Data for this exercise section start

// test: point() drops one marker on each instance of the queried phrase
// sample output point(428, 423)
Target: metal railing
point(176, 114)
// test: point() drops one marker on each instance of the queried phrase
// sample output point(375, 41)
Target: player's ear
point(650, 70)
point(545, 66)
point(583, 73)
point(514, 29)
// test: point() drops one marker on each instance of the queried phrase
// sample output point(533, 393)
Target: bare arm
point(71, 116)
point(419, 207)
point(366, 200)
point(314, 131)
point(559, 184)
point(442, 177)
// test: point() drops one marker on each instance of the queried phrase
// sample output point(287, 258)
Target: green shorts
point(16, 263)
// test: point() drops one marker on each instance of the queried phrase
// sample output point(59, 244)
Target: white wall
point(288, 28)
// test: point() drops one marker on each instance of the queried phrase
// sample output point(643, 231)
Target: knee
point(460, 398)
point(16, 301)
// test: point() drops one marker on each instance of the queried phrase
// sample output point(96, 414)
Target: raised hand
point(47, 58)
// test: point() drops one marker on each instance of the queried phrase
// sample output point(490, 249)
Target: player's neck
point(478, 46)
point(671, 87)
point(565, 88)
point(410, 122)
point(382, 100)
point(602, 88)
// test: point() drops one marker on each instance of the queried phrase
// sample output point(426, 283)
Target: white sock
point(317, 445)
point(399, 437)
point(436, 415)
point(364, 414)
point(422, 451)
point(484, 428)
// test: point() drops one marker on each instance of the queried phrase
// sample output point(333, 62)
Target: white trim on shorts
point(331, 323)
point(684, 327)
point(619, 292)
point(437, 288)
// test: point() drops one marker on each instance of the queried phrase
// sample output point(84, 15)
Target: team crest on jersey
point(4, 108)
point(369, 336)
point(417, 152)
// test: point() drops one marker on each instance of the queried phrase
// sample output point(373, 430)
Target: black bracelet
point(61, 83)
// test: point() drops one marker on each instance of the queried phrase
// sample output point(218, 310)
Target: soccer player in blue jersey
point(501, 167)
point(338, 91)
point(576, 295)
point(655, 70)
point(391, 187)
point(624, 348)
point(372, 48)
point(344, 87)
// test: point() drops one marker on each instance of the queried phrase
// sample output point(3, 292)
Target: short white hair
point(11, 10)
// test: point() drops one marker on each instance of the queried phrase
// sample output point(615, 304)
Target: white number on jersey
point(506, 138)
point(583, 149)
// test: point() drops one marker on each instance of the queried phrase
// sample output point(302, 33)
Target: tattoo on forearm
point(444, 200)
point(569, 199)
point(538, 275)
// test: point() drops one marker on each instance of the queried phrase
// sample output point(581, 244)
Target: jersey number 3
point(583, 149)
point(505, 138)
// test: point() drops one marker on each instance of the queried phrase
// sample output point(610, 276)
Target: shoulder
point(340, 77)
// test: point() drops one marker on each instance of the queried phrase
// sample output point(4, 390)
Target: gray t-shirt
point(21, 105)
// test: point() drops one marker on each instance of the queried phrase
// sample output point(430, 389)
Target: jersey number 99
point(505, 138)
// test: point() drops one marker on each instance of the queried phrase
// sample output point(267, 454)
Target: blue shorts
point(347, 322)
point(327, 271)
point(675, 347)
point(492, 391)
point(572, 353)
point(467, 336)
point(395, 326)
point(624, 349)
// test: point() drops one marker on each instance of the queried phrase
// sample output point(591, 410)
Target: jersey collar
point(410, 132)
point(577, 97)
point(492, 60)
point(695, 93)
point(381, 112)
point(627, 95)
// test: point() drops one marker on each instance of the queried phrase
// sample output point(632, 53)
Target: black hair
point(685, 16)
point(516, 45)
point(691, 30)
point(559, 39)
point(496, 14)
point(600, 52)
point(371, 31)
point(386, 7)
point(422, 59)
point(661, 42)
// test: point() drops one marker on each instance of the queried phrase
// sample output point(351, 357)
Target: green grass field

Data for this exercise section end

--- Task prompt ---
A full, exact copy of the entries is required. Return it.

--- Reply ---
// test: point() drops one marker on each instance of the queried phrase
// sample output point(428, 423)
Target: metal railing
point(176, 114)
// test: point() drops one marker on each instance of the queried phrase
// sample output point(375, 41)
Target: player's ear
point(650, 70)
point(545, 66)
point(583, 73)
point(514, 29)
// test: point() drops one marker on each instance of the queried phrase
// sample output point(533, 393)
Target: bare arm
point(71, 116)
point(419, 207)
point(366, 200)
point(314, 131)
point(559, 184)
point(442, 177)
// test: point() drops one marker on each instance of the queried phrase
// sample output point(287, 258)
Target: green shorts
point(16, 263)
// test: point() drops one marker on each instance of the queried phrase
// sample output point(59, 244)
Target: white wall
point(288, 28)
// test: point() drops one marker on each instance of the queried phrase
// sample output point(643, 231)
Target: knee
point(460, 398)
point(16, 301)
// test: point() drops one marker on each instance of the queried phrase
// sample output point(96, 414)
Target: raised hand
point(47, 58)
// test: point() drops one marker on each instance of the queried phrase
// sample output point(490, 249)
Target: player's neck
point(478, 46)
point(671, 87)
point(565, 88)
point(410, 122)
point(382, 100)
point(602, 88)
// test: point() drops one marker on each instance of the queried phrase
// sample output point(426, 283)
Target: white sock
point(317, 445)
point(399, 437)
point(436, 415)
point(364, 414)
point(422, 451)
point(484, 428)
// test: point() drops one marker on each instance of the queried phrase
// sample output point(333, 62)
Target: white trim on shorts
point(331, 323)
point(684, 327)
point(619, 292)
point(437, 288)
// test: point() drops one marker on each instance of the queried phrase
// sample output point(84, 15)
Target: team crest on jersey
point(4, 108)
point(369, 336)
point(417, 152)
// test: point() drops one marker on each instance of the queried phrase
// sample output point(373, 430)
Target: black bracelet
point(61, 83)
// test: point() drops one marker on each instance of the queried phrase
// sample output point(218, 310)
Target: soccer player in blue jersey
point(501, 167)
point(338, 91)
point(576, 295)
point(655, 70)
point(391, 187)
point(624, 348)
point(372, 48)
point(344, 87)
// test: point() drops one marker on each instance of the queried phrase
// sample output point(3, 292)
Target: short white hair
point(11, 10)
// test: point() drops one marker on each instance of the queried phrase
// sample output point(615, 304)
Target: white number on jersey
point(506, 138)
point(583, 149)
// test: point() drops one marker on each instance of the queried phrase
// sample output point(302, 33)
Target: tattoo on forearm
point(444, 200)
point(569, 199)
point(538, 275)
// test: point() drops one marker on each instance of the queried phrase
// sample output point(581, 244)
Target: jersey number 3
point(583, 149)
point(505, 138)
// test: point() drops one marker on each instance of the queried phrase
// sample output point(610, 276)
Target: shoulder
point(340, 77)
// test: point() drops one marker on each instance of the queried phrase
// sample output point(4, 390)
Target: gray t-shirt
point(21, 105)
// test: point() drops one marker on each instance of the queried phrase
// sample output point(430, 389)
Target: jersey number 99
point(505, 138)
// test: point() drops one marker on each instance of the queried phrase
// sample output point(267, 454)
Target: blue shorts
point(347, 322)
point(327, 271)
point(675, 347)
point(492, 391)
point(572, 353)
point(467, 336)
point(395, 326)
point(624, 349)
// test: point() drops one marker on each instance of the queried phrase
// sample output point(591, 410)
Target: jersey collar
point(410, 132)
point(577, 97)
point(492, 60)
point(695, 93)
point(381, 112)
point(627, 95)
// test: point() drops one marker on each instance of the queried phrase
// sample output point(632, 53)
Target: black hair
point(685, 16)
point(516, 45)
point(691, 30)
point(559, 39)
point(496, 14)
point(600, 52)
point(371, 31)
point(386, 7)
point(422, 59)
point(661, 42)
// test: point() drops one marker on each instance of the queried phrase
// sample output point(351, 357)
Target: green grass field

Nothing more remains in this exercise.